DIRECTIONS FOR THIS TASK
Reproduce the passage about Allergan's operation in Westport, Ireland, word for word and in full.

TEXT

Ireland is a major location for the company, accounting for half of Allergan’s global drug output and for close to 10 per cent of the Californian company’s staff headcount.

Unusually, when it arrived in Ireland back in 1977, Allergan opted to site its operation in Westport – at that time away from the main pharmaceuticals hubs and export infrastructure.

Over 30 years on, Westport is still the group’s major operation in Ireland, with roughly 90 per cent of its Irish staff working out of what is now a 46,450sq m (500,000sq ft) plant on a 30-acre site.

Pyott’s one quibble on the company’s business here is about the state of Irish roads, despite the investment in national infrastructure in recent years. Most of the company’s goods are shipped to Shannon or Dublin for export by air from the Westport plant.

“It can be a bit awkward, especially for local people stuck behind our trucks on roads near the plant,” he says, having driven up to Dublin that morning from Mayo for our interview.

That aside, he sees few drawbacks in basing the Irish operation in Westport. The compact nature of Allergan’s products means they are cheap to export in relation to their value.

DATASET EXTRACT
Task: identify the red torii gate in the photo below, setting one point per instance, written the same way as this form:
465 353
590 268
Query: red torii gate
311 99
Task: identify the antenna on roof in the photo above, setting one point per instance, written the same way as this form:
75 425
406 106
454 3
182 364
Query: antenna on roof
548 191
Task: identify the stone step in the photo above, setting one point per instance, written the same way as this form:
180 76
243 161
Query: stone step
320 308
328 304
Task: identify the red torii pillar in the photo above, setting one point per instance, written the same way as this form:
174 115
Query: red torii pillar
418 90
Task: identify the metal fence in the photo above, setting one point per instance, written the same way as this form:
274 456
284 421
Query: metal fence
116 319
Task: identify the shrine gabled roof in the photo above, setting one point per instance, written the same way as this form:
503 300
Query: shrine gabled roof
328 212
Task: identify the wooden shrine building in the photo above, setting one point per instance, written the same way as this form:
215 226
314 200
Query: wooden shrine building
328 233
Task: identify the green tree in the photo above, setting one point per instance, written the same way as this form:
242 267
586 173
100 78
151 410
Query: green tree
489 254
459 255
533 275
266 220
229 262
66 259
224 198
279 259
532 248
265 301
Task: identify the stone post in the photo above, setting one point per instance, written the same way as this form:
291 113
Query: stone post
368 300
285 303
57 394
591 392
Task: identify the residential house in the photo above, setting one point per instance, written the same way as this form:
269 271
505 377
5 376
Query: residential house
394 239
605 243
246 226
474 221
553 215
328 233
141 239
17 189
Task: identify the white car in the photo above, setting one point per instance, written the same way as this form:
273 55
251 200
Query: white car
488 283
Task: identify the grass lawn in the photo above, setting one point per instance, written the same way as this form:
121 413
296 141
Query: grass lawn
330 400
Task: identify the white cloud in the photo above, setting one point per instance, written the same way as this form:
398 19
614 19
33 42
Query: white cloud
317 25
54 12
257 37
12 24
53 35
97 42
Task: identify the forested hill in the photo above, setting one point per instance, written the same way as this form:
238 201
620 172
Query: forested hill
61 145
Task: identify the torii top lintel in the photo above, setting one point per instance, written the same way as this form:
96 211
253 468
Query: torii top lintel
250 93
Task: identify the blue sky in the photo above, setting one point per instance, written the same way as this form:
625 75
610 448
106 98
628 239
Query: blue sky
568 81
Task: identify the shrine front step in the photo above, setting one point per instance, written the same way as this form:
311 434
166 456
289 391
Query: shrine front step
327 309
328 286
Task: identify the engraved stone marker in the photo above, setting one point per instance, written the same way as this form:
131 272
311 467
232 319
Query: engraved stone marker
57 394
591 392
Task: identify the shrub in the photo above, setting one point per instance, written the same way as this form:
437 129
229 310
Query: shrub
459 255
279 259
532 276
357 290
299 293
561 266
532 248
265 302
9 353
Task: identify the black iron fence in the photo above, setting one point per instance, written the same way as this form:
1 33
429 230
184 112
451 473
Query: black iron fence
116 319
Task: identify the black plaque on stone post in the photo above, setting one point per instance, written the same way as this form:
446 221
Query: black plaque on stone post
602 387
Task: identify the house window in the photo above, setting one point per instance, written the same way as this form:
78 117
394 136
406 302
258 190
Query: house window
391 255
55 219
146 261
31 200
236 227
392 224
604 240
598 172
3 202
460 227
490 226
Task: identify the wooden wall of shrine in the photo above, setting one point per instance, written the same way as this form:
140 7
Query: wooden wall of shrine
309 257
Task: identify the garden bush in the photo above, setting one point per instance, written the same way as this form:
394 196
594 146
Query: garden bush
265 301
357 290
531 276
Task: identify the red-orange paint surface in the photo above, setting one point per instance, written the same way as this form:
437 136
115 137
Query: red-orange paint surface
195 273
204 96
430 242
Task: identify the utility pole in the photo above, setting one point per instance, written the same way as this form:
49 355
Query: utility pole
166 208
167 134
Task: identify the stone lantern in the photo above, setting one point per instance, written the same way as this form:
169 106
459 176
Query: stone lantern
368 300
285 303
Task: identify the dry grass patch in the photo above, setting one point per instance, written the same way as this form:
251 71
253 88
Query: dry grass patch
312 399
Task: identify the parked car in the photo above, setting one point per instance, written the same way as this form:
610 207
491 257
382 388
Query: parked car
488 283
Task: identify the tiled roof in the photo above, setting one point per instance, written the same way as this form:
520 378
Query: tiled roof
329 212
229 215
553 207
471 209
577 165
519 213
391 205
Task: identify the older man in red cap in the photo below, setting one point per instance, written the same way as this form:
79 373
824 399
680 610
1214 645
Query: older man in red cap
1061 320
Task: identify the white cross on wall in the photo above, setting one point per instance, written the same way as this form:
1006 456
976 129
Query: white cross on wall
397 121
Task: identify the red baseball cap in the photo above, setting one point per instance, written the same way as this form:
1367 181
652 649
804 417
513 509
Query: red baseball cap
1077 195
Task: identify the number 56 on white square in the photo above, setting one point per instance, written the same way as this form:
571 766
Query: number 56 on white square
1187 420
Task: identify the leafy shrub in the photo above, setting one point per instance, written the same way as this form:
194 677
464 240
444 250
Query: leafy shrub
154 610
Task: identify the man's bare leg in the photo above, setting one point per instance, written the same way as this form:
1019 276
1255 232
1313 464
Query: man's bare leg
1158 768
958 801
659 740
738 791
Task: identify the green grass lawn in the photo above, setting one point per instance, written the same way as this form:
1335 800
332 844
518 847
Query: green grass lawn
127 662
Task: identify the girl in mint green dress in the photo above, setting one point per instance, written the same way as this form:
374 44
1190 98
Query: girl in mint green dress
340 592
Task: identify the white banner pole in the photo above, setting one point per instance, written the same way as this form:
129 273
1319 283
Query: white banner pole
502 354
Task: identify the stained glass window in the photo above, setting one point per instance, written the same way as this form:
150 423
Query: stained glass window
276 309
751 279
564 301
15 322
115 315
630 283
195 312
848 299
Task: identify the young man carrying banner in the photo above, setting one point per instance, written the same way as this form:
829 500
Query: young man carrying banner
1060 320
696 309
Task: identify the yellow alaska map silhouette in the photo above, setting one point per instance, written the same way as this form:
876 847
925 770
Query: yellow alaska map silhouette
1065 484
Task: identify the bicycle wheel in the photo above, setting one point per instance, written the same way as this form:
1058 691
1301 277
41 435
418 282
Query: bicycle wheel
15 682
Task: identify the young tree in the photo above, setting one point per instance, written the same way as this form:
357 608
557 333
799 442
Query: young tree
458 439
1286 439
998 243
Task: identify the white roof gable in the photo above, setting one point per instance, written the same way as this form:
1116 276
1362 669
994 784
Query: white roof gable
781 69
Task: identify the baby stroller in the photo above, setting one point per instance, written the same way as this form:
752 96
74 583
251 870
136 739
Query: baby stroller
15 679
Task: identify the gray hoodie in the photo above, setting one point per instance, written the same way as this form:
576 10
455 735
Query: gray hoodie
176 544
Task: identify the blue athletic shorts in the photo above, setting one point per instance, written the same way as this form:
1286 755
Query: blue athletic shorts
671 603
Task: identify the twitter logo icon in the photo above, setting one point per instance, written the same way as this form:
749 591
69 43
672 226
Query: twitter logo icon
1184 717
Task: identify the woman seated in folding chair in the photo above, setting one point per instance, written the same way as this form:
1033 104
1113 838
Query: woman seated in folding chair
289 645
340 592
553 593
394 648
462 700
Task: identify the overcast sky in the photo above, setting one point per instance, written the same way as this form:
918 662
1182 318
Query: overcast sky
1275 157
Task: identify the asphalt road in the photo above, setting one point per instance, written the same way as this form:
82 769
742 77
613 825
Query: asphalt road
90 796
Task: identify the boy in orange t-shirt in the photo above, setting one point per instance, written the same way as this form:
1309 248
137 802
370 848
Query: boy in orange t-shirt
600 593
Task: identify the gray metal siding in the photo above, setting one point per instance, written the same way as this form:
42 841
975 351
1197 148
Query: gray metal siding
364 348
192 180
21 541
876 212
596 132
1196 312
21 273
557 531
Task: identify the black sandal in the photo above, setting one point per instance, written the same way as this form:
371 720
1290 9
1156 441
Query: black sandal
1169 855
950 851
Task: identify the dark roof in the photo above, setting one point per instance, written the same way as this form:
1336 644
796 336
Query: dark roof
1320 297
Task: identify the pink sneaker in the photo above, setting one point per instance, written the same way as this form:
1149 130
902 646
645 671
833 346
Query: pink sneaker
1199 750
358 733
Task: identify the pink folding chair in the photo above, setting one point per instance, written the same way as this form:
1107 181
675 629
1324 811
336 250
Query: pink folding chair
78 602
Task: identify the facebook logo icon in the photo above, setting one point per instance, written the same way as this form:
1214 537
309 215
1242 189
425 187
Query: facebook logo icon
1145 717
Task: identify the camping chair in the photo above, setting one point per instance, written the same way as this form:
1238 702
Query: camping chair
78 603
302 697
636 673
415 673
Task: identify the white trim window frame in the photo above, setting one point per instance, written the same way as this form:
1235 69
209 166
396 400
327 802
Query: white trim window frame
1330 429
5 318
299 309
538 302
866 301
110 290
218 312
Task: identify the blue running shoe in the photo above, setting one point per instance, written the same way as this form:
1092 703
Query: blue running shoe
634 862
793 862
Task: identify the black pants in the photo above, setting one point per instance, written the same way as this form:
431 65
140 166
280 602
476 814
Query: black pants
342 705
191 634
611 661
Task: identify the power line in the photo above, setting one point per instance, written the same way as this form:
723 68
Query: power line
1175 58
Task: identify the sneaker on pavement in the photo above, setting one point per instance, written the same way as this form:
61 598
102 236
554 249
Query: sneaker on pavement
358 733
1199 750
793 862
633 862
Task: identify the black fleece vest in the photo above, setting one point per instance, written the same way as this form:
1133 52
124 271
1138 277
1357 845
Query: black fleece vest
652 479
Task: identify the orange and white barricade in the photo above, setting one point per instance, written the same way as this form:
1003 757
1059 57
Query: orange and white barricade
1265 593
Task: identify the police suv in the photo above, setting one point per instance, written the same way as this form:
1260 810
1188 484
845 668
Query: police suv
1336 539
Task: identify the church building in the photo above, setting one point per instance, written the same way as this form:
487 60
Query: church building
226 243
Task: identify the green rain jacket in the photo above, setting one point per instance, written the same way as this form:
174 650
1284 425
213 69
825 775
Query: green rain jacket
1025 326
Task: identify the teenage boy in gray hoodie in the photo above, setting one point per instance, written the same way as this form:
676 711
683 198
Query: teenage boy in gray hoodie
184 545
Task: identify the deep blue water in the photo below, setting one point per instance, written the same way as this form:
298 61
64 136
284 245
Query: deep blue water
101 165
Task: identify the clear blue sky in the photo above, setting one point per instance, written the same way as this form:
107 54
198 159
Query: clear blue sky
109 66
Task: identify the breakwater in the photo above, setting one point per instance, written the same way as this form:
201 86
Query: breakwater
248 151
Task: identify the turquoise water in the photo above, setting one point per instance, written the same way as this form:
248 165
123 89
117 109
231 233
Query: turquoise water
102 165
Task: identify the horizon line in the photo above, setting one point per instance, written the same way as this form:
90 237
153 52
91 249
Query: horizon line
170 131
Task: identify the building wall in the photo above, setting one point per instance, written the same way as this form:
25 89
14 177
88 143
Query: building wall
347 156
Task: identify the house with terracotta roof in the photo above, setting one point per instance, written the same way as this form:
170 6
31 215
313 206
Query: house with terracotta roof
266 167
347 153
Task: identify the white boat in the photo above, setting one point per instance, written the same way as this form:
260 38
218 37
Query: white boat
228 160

TASK RESPONSE
Ireland is a major location for the company, accounting for half of Allergan’s global drug output and for close to 10 per cent of the Californian company’s staff headcount.

Unusually, when it arrived in Ireland back in 1977, Allergan opted to site its operation in Westport – at that time away from the main pharmaceuticals hubs and export infrastructure.

Over 30 years on, Westport is still the group’s major operation in Ireland, with roughly 90 per cent of its Irish staff working out of what is now a 46,450sq m (500,000sq ft) plant on a 30-acre site.

Pyott’s one quibble on the company’s business here is about the state of Irish roads, despite the investment in national infrastructure in recent years. Most of the company’s goods are shipped to Shannon or Dublin for export by air from the Westport plant.

“It can be a bit awkward, especially for local people stuck behind our trucks on roads near the plant,” he says, having driven up to Dublin that morning from Mayo for our interview.

That aside, he sees few drawbacks in basing the Irish operation in Westport. The compact nature of Allergan’s products means they are cheap to export in relation to their value.